Lo que hará>
Indique cuántas líneas del listado que figura a continuación contienen la palabra "bark". Responda únicamente con el número.

==*==

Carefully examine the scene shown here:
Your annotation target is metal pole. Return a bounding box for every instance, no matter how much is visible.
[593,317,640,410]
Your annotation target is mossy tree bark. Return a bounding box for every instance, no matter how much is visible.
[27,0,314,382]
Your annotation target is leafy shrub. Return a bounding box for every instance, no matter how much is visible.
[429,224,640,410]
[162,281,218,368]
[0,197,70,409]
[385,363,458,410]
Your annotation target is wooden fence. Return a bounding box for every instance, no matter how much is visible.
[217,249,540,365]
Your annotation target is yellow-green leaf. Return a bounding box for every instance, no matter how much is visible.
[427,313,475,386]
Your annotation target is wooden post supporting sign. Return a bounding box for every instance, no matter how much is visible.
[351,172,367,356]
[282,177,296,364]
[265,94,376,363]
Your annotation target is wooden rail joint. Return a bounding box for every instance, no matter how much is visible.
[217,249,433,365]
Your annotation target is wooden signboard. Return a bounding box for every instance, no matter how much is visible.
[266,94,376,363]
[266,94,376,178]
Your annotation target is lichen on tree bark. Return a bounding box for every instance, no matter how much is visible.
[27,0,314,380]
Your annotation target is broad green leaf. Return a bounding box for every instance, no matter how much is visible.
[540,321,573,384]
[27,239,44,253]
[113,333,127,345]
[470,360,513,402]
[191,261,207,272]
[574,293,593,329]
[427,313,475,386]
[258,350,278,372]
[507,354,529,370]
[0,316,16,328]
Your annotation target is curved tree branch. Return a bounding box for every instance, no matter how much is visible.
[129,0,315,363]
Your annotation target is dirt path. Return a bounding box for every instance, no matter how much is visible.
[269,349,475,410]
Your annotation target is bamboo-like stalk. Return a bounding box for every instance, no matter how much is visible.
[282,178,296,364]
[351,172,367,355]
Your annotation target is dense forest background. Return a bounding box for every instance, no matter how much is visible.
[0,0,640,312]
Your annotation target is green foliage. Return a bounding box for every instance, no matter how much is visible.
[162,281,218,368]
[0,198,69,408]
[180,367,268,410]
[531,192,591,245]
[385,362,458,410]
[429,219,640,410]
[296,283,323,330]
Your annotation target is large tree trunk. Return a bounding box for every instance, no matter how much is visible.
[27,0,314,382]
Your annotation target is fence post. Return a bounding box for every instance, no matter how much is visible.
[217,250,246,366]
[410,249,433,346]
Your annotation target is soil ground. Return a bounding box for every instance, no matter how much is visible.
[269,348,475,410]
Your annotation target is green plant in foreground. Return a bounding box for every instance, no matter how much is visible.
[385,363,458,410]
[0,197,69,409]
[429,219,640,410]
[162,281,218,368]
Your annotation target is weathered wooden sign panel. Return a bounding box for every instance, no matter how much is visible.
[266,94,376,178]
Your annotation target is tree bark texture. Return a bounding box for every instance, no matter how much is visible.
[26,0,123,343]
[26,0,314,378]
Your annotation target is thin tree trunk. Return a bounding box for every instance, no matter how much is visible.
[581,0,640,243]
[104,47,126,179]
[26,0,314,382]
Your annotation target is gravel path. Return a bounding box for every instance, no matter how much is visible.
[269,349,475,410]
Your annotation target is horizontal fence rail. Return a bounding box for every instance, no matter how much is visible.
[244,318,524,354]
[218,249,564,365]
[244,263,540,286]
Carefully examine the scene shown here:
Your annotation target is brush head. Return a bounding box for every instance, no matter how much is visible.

==*==

Solución del ejercicio>
3